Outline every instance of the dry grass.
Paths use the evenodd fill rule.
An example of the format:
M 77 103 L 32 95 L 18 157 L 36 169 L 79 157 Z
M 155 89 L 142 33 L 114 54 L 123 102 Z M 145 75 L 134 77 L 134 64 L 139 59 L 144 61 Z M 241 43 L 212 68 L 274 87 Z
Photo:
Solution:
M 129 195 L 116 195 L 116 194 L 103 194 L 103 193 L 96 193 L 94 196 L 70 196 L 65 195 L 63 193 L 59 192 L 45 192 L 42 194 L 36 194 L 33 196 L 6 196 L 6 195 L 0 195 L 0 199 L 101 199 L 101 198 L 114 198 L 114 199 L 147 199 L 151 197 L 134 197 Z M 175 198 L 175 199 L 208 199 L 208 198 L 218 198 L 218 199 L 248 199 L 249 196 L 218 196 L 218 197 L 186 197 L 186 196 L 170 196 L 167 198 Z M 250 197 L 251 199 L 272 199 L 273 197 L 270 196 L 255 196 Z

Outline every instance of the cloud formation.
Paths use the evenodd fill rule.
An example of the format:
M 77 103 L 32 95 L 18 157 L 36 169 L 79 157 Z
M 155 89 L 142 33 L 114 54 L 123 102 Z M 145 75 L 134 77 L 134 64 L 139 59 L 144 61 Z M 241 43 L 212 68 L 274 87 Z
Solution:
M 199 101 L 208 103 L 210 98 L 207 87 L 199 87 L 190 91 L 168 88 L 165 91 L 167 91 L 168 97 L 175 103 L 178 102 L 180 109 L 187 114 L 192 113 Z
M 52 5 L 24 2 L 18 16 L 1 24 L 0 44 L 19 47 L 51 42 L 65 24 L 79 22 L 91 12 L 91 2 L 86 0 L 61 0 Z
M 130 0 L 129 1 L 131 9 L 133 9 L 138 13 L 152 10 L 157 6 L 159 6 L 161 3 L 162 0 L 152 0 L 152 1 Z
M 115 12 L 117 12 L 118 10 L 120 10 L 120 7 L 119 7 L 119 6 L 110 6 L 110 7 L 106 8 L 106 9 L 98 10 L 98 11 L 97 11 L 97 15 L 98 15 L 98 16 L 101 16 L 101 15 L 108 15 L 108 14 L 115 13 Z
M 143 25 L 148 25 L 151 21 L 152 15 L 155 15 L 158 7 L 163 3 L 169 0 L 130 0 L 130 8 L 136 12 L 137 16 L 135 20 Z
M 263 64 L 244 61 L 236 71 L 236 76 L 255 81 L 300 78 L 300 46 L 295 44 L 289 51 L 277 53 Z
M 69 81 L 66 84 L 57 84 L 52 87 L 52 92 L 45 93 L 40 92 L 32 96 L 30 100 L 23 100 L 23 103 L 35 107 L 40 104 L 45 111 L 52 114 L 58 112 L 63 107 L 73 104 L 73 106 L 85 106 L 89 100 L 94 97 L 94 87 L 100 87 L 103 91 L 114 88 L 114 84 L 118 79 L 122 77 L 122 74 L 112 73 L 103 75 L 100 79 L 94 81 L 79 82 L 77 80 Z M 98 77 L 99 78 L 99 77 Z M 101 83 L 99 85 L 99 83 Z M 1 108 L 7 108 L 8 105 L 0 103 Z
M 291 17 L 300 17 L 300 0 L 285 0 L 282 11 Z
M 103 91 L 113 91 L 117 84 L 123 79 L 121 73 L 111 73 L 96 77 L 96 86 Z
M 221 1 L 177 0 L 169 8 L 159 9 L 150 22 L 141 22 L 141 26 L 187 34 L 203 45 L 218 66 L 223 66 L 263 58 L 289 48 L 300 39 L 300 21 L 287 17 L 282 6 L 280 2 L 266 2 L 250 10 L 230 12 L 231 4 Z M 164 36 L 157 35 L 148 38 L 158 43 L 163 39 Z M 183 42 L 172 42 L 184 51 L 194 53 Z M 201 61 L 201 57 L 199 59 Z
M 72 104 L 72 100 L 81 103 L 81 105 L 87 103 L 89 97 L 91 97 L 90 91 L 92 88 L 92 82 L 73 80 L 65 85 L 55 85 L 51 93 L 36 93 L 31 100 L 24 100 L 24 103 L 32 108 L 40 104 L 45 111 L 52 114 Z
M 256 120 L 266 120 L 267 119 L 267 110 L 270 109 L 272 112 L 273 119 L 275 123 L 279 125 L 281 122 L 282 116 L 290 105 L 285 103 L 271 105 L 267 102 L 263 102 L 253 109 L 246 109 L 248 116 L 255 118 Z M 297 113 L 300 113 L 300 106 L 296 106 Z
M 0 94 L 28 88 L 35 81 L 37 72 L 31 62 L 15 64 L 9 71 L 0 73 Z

※

# What is required:
The word "every" may occur in lines of the records. Report how many such lines there are, giving only the number.

# Exercise response:
2